## What the task requires
Rewrite the data below, swapping "instance" for "occurrence" wherever it appears and leaving everything else unchanged.

_ _ _ _

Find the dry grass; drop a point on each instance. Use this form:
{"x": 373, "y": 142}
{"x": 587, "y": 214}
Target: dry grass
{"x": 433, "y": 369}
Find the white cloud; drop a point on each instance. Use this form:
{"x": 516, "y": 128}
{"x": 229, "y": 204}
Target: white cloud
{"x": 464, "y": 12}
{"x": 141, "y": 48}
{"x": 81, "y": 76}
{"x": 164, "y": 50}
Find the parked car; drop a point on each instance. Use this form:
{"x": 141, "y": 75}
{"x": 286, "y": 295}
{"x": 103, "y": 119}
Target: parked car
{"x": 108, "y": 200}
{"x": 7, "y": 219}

_ _ _ _

## Solution to this exercise
Find the dry grass; drop a point on each occurrence. Use this form:
{"x": 373, "y": 142}
{"x": 587, "y": 214}
Target: dry grass
{"x": 433, "y": 369}
Find the white cloud; drop a point on each occurrence. Use this form:
{"x": 516, "y": 128}
{"x": 229, "y": 204}
Target: white cloud
{"x": 464, "y": 12}
{"x": 141, "y": 48}
{"x": 81, "y": 76}
{"x": 164, "y": 50}
Find the parked car; drop a point on each occurrence. Use this form:
{"x": 141, "y": 75}
{"x": 286, "y": 295}
{"x": 103, "y": 119}
Target: parked car
{"x": 108, "y": 200}
{"x": 7, "y": 219}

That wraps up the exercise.